● CONSIGNE 1: Dans les souvenirs d'enfance, où se trouvait la maison de la grand-mère maternelle où se passaient les vacances ?
● CONSIGNE 2: Prolongez les souvenirs d'enfance à partir de leur dernière phrase, en gardant la même forme.

● EXTRAIT DU DOCUMENT:
'''
Lui riait comme un fou !
Je
me souviens de ces merveilleuses vacances à Kerhostin dans la
presqu'île de Quiberon, chez notre grand-mère maternelle et notre
tante Mimi. Avec les cousins de Bretagne, que d'aventures nous avons
vécues.
Je
me souviens du dernier soir, une année, du grand feu de joie sur
la falaise, face à la mer. Nous avions fait un spectacle. Des gens du village et d'autres vacanciers étaient venus. Nous avons chanté "Ce n'est qu'un aurevoir..."
Je
me souviens de l'épicière du principal "café
épicerie" qui nous piquait les DH des carambars pour que son
fiston gagne le ballon de foot.
Je
me souviens des bals musettes du samedi soir, dans l'arrière salle
de ce café épicerie. Maman mettait sa plus jolie, robe, papa son
pantalon de costume et sa chemise blanche. Ils étaient si beaux tous
les deux ! On dansait au son de l'accordéon. Et Papa essayait de
m'apprendre à danser la valse. Parfois, on allait guincher dans les
guinguettes au bord de l'eau à Giverny.
Je
me souviens des séances de cinéma du jeudi dans cette même
arrière-salle. Les films de cow-boy, les films de cape et
d'épée..."La flèche brisée", "D'Artagnan",
"Le capitaine Fracasse"... Là est née ma passion pour le
septième art.
Je
me souviens en particulier d'un film merveilleux : "L'enfant à la voix d'or",
interprété par Joselito Jimenez. Et aussi d'un autre film avec lui
: "Le petit colonel".
Je
me souviens des acteurs qui me faisaient rêver: Victor Mature, Gary Cooper, Johnny
Weissmuller, Jean Marais...
Je
me souviens que j'ai appris à lire avec les "Nous deux" et
les "Intimité" de maman, au grand dam de ma grand-mère
paternelle.
Je
me souviens des "Akim","Kit Carson" "Blek
le Rock", " Tex le petit ranger"... Toutes ces petites
BD que je piquais à mes frères.
Je
me souviens de "Mickey" et de "Vaillant" que nous
lisions à tour de rôle. Un jour j'ai lu terrifiée que la fin du
monde allait avoir lieu dans trois cent milliards d'années. Avec ma
copine Isabelle, nous pensions pouvoir y échapper en nous réfugiant
sur les collines de Giverny.
'''
● DONNÉES AFFICHÉES:
'''
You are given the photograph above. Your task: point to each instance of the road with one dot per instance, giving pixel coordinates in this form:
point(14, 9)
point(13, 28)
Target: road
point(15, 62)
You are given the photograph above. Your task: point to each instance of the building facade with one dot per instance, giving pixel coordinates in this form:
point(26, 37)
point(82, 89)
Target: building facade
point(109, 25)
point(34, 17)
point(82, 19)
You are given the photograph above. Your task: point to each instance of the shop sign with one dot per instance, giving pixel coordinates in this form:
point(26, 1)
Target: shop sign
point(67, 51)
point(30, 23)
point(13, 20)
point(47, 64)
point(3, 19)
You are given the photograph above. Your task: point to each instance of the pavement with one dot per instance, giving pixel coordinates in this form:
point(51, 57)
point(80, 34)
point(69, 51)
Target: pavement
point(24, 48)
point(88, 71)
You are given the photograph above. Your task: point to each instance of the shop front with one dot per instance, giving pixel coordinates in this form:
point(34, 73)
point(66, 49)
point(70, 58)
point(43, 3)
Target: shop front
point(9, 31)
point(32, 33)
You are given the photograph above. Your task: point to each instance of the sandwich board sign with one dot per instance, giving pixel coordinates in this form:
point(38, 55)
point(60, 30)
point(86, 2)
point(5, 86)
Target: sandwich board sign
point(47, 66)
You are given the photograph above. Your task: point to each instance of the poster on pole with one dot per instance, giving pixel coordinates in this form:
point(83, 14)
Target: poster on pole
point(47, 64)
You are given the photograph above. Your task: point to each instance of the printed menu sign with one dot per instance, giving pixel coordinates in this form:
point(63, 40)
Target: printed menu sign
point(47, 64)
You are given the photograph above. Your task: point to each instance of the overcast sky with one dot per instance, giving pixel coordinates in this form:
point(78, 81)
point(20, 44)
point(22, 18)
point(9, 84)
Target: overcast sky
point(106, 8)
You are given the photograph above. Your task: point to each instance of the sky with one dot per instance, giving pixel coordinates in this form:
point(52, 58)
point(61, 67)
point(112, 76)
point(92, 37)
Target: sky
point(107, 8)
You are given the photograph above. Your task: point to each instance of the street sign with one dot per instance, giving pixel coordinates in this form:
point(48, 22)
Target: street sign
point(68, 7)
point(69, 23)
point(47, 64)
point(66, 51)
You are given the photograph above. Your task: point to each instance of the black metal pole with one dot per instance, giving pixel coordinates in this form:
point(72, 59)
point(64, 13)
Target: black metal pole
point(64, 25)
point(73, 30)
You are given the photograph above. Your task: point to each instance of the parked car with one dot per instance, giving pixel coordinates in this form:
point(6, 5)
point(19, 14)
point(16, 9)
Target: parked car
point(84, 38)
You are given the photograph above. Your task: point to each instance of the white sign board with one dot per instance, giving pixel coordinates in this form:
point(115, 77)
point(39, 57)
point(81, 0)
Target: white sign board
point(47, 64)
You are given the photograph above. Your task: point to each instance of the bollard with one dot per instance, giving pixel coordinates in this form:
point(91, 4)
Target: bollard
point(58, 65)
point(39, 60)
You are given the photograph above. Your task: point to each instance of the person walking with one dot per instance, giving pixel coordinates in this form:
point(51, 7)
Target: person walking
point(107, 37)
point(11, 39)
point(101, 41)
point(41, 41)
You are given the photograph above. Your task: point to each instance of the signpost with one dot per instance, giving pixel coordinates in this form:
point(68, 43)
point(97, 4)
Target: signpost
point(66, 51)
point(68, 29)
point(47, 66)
'''
● RÉPONSE FINALE 1: À Kerhostin, dans la presqu'île de Quiberon.

● RÉPONSE FINALE 2:
Je
me souviens du triporteur jaune du marchand de glace. Nous guettions
le pouêt- pouêt de son klaxon. Parfois avec nos petites économies
de "corvées", nous achetions une glace à trois boules.
Je
me souviens des colères de papa quand nous faisions des boulettes
avec la mie de pain.
Je
me souviens que quand nous demandions "Qu'est-ce qu'on mange",
il répondait :"Des briques à la sauce caillou".
Je
me souviens que quand maman racontait ses rêves, il plaisantait en
disant "Et moi j'ai rêvé que mon c... était une fontaine.
Vous étiez des petits canards et vous nagiez dedans".
Je
me souviens de notre île au milieu de l'Epte. Notre bande en
défendait l'accès aux autres gosses du village. Pour avoir le droit
d'y poser le pied, j'ai dû avaler un ver de terre tout cru ! Puis
j'ai dû traverser en marchant sur le tronc d'arbre couché qui
servait de pont ! La première fois, je suis tombée à l'eau ! Mes
frères n'étaient pas fiers !
Je
me souviens de tant de choses qu'il me faudrait comme à Perec,
écrire un livre pour tout raconter avant de tout oublier. Il y en a
de bonnes et belles mais aussi de très tristes comme la mort de
Sylviane, une de nos petites sœurs à l'hôpital de Vernon. Elle
allait avoir 4 ans.
Je
me souviens surtout de ce voyage des pompiers dont notre mère est
revenue seule. C'était en 59. Papa s'est noyé en baie de Somme
cette année là. Et nous avons dû déménager puisque personne ne
pouvait le remplacer à l'usine.
Je
me souviens...Je me souviens souvent avec bonheur ! Parfois pourtant,
je voudrais ne pas me souvenir.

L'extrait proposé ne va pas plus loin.